==== Stored rows

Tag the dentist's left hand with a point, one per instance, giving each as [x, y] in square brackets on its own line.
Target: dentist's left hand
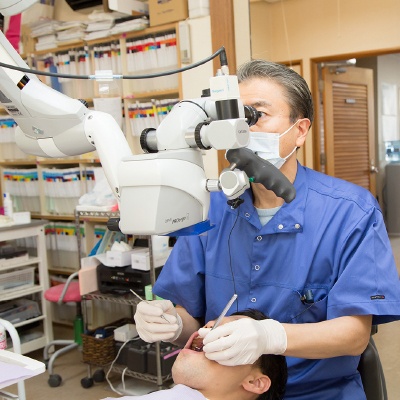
[243, 341]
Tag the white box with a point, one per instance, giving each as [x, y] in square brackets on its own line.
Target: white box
[131, 7]
[118, 258]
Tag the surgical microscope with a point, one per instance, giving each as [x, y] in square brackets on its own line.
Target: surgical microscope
[164, 190]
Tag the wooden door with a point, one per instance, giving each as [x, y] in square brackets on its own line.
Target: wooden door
[349, 125]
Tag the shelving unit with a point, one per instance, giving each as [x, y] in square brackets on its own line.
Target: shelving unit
[129, 96]
[43, 333]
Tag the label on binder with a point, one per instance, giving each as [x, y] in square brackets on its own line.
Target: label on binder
[3, 338]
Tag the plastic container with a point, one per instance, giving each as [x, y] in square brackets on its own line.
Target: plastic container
[7, 205]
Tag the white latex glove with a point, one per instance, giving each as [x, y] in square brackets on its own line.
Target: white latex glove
[157, 320]
[243, 341]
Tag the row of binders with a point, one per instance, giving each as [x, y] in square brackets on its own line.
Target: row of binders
[142, 115]
[23, 186]
[150, 55]
[62, 188]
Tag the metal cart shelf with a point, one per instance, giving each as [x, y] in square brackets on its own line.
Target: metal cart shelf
[126, 299]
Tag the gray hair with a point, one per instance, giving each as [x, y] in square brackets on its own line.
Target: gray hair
[298, 94]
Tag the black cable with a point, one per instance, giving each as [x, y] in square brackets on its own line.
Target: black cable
[221, 50]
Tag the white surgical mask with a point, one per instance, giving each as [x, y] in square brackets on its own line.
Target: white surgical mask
[266, 146]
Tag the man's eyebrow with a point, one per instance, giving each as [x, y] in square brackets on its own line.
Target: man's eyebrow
[260, 103]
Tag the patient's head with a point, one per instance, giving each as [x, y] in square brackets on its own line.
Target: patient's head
[263, 380]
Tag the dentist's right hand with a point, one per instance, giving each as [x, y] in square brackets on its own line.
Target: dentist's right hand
[158, 320]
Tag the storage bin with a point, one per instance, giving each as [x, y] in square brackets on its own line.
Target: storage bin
[98, 351]
[17, 280]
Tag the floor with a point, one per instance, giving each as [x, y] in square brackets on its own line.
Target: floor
[72, 369]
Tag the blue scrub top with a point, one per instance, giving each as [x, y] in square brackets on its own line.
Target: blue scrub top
[330, 242]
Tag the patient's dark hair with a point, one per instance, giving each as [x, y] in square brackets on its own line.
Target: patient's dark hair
[270, 364]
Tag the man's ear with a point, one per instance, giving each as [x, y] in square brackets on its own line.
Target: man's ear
[257, 383]
[303, 126]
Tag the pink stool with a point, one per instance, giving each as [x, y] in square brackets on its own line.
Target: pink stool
[64, 293]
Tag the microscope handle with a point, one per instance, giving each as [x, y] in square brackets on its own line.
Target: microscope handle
[263, 172]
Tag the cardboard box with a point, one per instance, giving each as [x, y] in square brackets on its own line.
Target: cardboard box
[131, 7]
[37, 12]
[165, 11]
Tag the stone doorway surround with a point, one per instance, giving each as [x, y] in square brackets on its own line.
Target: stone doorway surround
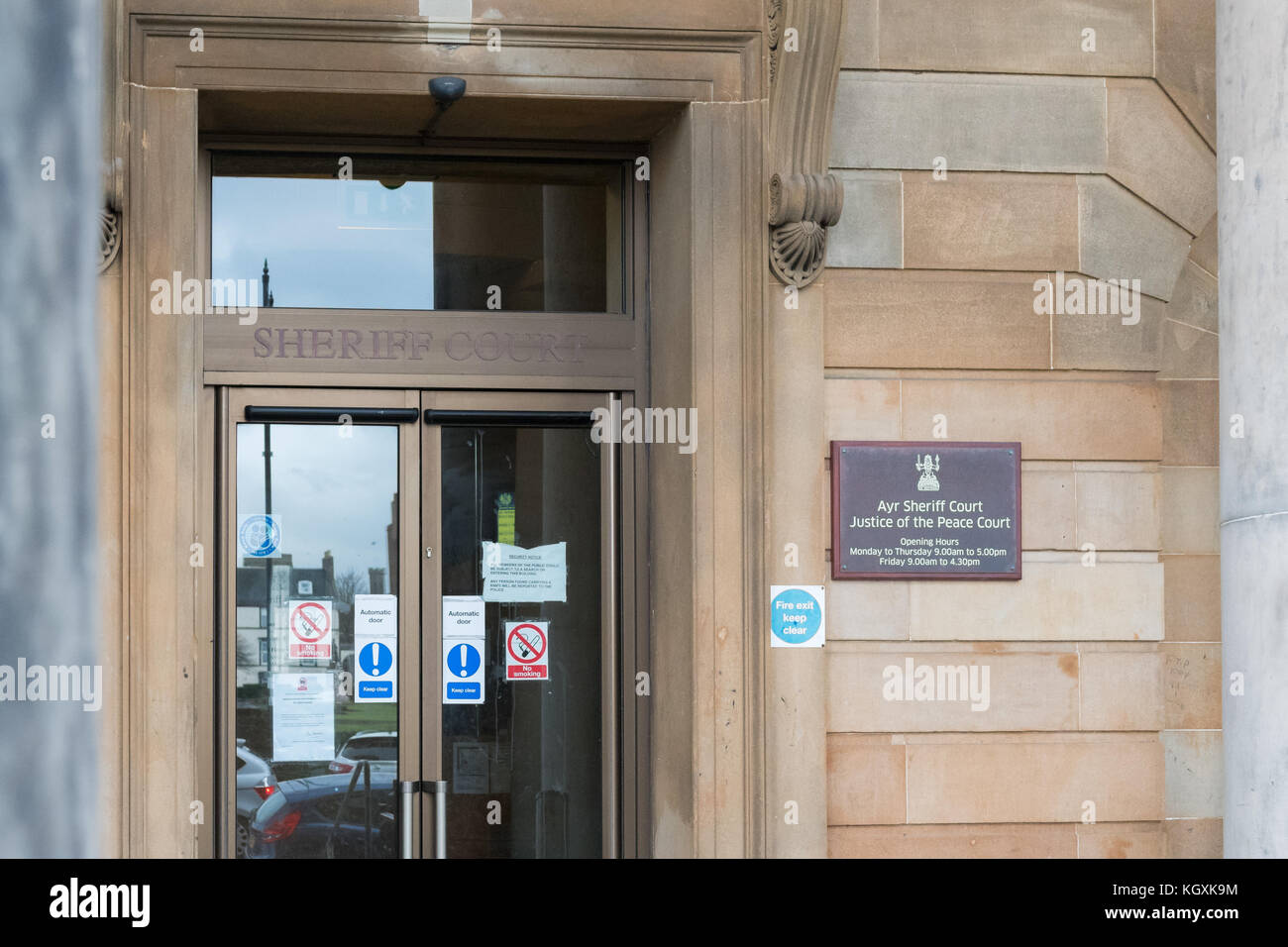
[688, 82]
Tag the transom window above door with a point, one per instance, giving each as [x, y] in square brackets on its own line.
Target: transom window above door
[385, 232]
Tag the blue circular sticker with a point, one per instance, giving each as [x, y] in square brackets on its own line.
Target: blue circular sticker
[464, 660]
[795, 616]
[375, 659]
[259, 535]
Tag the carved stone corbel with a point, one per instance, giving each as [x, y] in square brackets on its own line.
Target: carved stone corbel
[108, 237]
[804, 197]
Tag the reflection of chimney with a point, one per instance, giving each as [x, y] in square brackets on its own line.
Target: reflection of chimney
[391, 541]
[266, 294]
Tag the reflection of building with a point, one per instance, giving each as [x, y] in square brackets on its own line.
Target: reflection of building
[265, 587]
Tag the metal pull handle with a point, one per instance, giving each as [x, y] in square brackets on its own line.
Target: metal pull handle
[407, 791]
[406, 796]
[438, 789]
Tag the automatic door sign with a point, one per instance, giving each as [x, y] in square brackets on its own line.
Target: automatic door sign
[797, 616]
[375, 642]
[527, 652]
[463, 671]
[310, 629]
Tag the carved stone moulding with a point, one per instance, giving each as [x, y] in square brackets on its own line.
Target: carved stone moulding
[802, 208]
[108, 237]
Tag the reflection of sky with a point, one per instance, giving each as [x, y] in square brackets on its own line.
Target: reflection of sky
[330, 244]
[329, 491]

========

**Short problem**
Output exactly the lines between the one containing "Tag the carved stone corbel" and the final line above, both inclusive.

**Output of the task**
Tag the carved stone corbel with a point, one per instance, giving each as [x, y] in square brackets on its own line.
Target: carved stone corbel
[108, 237]
[804, 197]
Tag the reflection of chimney with a point, one per instance, giving each as [x, y] in square brackets on its own line.
Target: reflection of chimney
[391, 541]
[266, 294]
Tag the reflection of building with a point, one per instance, giving each as [x, y] in square brackets on its own line.
Target: reflection of building
[265, 587]
Tag the metal pull handle with a point, one per instance, giving each as [x, y] in square brackets on its own line.
Target: metal pull handle
[407, 791]
[406, 796]
[438, 789]
Tag the automatic door sign with a point, one per instance, giving each as [x, y] in square brackets on its own line.
Target: automatic door sign
[797, 616]
[375, 642]
[527, 652]
[463, 671]
[310, 629]
Tag the carved stone moulding with a point, one per instance, giving each as [x, y] in square brackets on its own line.
Target: carved stone moulding
[802, 208]
[108, 237]
Tag the reflection of sky with a point, one per instance, giving each as [x, y] in square brackets on its own line.
Target: reflection of sky
[330, 244]
[329, 491]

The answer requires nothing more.